### EXTRAIT
En fait, en leur demande de raisonner avant la maturité des connaissances sous-jacentes, on leur montre à rester dépendants et ils ne maîtrisent jamais rien. Et en bout de ligne, une immense paresse les envahie.

Pour moi, la «déséducation» n’est rien de moins que cela.

3 commentaires:

Anonyme a dit…

Je suis complètement d'accord avec ce que vous venez d'écrire. «Chaque chose en son temps». J'enseigne les math de 5e secondaire et je remarque que les élèves ont beaucoup de lacunes en algèbre. Ils n'ont pas assez fait de «drill» et n'ont pas beaucoup d'autonomie. Il faut que les élèves apprennent par l'exemple au secondaire : ils ont des techniques et connaissances à intégrer avant de pouvoir faire des résolutions de problèmes trop complexes (les «pédagogues du MELS» connaissent-ils les phases du développement d l’intelligence? Il faut les confronter à des problèmes situés à leur niveau et tranquillement augmenter la «dose») J'avais espoir que les choses puissent changer avec l'entrée du nouveau bulletin mais le ministère ne va pas assez loin, il me semble qu'il reste beaucoup de relents de langages de la réforme dans leurs communiqués. Je pense qu'il faut continuer à faire à notre tête et enseigner les connaissances et les techniques qui s'y rattachent pour que les élèves ne soient pas trop pénalisés par cette réforme qui semble vouloir persister.

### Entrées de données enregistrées
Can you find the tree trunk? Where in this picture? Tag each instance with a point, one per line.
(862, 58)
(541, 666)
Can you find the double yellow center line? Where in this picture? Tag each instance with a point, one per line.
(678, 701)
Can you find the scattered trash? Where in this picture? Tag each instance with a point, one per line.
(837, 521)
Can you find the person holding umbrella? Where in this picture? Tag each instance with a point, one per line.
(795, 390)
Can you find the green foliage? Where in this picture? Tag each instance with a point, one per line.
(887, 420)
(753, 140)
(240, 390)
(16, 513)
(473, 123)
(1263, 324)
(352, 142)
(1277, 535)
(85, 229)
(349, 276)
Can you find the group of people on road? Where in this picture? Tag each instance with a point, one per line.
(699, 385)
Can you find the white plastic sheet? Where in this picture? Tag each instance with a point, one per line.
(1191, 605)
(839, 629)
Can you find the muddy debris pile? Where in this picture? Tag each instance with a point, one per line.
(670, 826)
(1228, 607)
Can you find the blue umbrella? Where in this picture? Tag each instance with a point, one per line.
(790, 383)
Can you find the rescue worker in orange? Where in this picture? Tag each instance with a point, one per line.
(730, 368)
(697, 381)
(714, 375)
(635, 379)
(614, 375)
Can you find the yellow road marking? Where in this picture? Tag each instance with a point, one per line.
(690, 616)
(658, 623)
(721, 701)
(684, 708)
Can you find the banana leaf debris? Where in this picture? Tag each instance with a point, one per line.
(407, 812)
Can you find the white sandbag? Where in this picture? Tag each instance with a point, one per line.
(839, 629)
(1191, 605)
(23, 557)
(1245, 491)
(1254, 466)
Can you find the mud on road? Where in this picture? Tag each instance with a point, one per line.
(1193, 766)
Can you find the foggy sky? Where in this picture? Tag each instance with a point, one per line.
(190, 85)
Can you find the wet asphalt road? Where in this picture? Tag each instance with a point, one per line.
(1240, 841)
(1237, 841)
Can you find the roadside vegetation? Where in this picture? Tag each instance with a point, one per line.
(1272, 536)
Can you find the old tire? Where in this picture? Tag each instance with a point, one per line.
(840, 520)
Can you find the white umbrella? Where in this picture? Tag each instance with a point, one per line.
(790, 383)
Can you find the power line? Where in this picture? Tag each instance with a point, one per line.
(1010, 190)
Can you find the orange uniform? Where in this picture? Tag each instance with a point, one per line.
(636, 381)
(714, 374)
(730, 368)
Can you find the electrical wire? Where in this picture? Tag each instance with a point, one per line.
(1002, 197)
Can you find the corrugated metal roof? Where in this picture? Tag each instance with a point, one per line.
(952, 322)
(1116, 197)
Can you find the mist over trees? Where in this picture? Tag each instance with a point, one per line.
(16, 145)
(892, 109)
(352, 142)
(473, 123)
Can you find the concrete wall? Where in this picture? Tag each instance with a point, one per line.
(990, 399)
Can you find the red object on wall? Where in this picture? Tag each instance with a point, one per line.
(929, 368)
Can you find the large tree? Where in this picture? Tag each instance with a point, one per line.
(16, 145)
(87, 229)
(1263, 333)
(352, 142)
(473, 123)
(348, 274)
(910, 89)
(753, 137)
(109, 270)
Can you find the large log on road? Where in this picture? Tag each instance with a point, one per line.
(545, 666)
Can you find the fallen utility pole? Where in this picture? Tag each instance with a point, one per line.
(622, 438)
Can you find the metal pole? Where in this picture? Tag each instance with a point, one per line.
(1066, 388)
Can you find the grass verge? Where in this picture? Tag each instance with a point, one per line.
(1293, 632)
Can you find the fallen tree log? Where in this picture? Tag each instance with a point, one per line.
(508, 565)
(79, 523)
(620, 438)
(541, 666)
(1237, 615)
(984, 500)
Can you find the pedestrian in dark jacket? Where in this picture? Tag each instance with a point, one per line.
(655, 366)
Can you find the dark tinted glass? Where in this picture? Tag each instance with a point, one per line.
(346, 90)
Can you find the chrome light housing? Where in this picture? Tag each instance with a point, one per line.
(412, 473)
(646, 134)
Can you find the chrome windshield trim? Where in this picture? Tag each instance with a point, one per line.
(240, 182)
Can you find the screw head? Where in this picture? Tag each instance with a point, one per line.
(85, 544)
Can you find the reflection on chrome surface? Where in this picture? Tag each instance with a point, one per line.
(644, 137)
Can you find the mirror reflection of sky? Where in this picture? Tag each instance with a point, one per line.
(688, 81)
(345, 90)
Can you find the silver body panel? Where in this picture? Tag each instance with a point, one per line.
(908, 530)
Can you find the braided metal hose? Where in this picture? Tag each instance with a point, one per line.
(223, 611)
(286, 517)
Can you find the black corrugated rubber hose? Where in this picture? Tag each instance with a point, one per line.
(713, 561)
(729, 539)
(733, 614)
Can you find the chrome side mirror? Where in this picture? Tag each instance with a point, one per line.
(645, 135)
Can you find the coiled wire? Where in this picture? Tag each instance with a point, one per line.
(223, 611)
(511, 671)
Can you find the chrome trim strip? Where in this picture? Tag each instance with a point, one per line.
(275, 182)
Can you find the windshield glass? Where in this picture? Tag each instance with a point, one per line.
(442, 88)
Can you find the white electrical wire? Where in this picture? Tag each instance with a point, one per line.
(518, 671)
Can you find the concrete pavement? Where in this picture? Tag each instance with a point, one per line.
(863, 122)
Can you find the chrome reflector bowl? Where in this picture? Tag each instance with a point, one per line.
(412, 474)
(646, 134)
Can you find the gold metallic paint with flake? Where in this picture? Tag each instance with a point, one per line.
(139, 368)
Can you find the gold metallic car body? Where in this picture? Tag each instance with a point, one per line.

### CONSIGNE
Reproduisez mot pour mot tout ce qui va de « En fait, en » jusqu'à « moins que cela. » dans l'extrait.

### VOTRE RÉPONSE
En fait, en leur demande de raisonner avant la maturité des connaissances sous-jacentes, on leur montre à rester dépendants et ils ne maîtrisent jamais rien. Et en bout de ligne, une immense paresse les envahie.

Pour moi, la «déséducation» n’est rien de moins que cela.